Selected extract:
↓

The more immature people are, the more “successful” their daydreaming will be and the less they will be capable of and willing to live their lives in the here and now. They want complete control of circumstances, which they can have only in fantasy. This also works in reverse, so that when they try to be flexible and resilient in meeting outer circumstances that do not entirely accord with their preconceived ideas, they will feel less capable of experiencing fulfillment. The discrepancy between daydreams in which they can make others behave, feel, and react as they want, and the reality, which is often different and requires flexibility and patience, is too much for them. Thus they prefer living in a make-believe world of future fulfillment, expecting that today’s fantasy will turn into tomorrow’s reality. Of course, the morrow never comes. The reality never conforms to the fantasy that has been laboriously prepared in daydreaming; this causes frustration. In truth, reality is infinitely more satisfying than the daydreams, but one needs courage and flexibility; one has to give up the need to control everything, throw away the blueprints, and live spontaneously.
Now, what is the benefit of this kind of daydreaming? It presents symptoms from which much insight can be gained; it may spur you to live more fully. Also, it can function as a barometer of inner changes. The different emotional quality of your fantasies and the kind of satisfaction you derive from them may indeed indicate the direction of your growth. Determining this is very beneficial.
Moreover, daydreaming of this kind encourages awareness of repressed needs. You will appreciate by now how important this is. But, my friends, often you are only vaguely aware of your needs, or if you are conscious of them, you do not evaluate them. You allow yourself to feel these needs only in your daydreams. The moment you step into real life, you shut off this awareness and you live as though this other part of you had nothing to do with the rest of your life. Your reaction to real life creates a split that could be mended by increased awareness. The harm of daydreams, then, is in your failure to take advantage of the benefits they could bring to your real life.
A greater awareness of your daydreaming can bring many benefits. My advice to you on this path is that whenever you find yourself engaged in such fantasizing, develop a new approach. Observe, evaluate, weigh and determine — without strain, compulsion or pressure — calmly and quietly. Make daydreams the useful symptom they are meant to be by learning about yourself, your real needs, your drives, your pseudo-fulfillment in fantasies and about their purpose.

↑

Apply what you read:
1/ In the passage on daydreaming, list the four actions that the final paragraph advises the reader to take when engaged in fantasizing.
2/ Transcribe the passage on daydreaming starting with "Moreover, daydreaming of" and going on through "your real life.".
3/ According to the passage on daydreaming, daydreaming can function as a barometer of what?
The material plays no part in this exercise.

The data:
↓

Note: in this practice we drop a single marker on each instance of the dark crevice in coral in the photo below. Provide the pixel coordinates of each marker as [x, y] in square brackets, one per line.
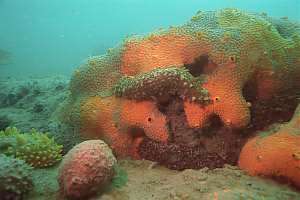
[212, 146]
[201, 65]
[136, 132]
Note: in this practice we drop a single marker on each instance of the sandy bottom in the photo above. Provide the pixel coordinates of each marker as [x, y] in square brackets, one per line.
[30, 103]
[148, 181]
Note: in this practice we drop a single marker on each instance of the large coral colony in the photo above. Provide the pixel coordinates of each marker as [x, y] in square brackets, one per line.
[195, 95]
[221, 89]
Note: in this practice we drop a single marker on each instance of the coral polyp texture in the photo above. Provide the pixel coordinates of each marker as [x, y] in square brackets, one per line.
[275, 154]
[35, 148]
[86, 169]
[196, 89]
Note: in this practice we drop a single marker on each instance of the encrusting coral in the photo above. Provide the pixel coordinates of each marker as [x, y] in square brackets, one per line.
[86, 169]
[35, 148]
[220, 65]
[118, 121]
[275, 154]
[15, 178]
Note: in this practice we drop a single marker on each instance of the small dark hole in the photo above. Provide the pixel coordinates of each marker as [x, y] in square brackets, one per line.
[197, 67]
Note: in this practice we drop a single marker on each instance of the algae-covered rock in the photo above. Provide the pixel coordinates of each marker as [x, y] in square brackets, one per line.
[86, 169]
[35, 148]
[15, 178]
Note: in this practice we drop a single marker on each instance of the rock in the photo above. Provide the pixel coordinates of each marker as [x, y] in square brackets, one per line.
[86, 169]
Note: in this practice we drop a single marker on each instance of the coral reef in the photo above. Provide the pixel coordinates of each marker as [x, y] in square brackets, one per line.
[275, 153]
[15, 178]
[4, 122]
[189, 89]
[35, 148]
[86, 169]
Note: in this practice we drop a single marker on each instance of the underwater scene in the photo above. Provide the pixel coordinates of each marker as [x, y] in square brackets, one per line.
[149, 100]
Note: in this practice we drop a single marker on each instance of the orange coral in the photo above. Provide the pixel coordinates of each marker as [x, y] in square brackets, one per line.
[224, 87]
[162, 51]
[116, 121]
[276, 155]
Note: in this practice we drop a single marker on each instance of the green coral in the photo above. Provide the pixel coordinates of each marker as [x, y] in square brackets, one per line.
[160, 82]
[35, 148]
[15, 178]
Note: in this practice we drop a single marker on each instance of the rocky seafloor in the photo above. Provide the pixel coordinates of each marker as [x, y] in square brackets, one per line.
[31, 102]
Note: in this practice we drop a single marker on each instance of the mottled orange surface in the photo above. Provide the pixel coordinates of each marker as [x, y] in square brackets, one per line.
[224, 87]
[276, 155]
[165, 50]
[117, 122]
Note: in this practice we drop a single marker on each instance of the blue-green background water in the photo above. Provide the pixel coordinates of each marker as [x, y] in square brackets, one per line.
[50, 37]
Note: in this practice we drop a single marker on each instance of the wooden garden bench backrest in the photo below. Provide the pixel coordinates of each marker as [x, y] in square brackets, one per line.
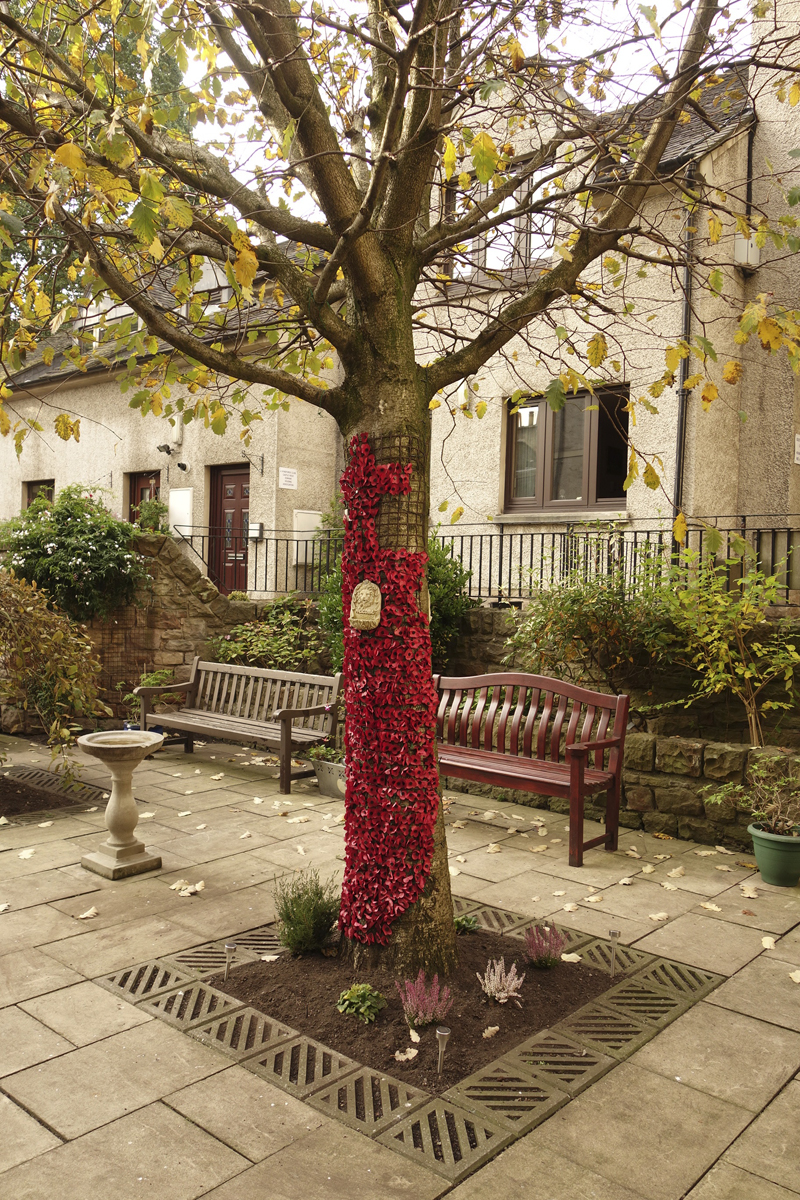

↑

Answers per task:
1/ Observe, evaluate, weigh, determine

2/
Moreover, daydreaming of this kind encourages awareness of repressed needs. You will appreciate by now how important this is. But, my friends, often you are only vaguely aware of your needs, or if you are conscious of them, you do not evaluate them. You allow yourself to feel these needs only in your daydreams. The moment you step into real life, you shut off this awareness and you live as though this other part of you had nothing to do with the rest of your life. Your reaction to real life creates a split that could be mended by increased awareness. The harm of daydreams, then, is in your failure to take advantage of the benefits they could bring to your real life.

3/ Inner changes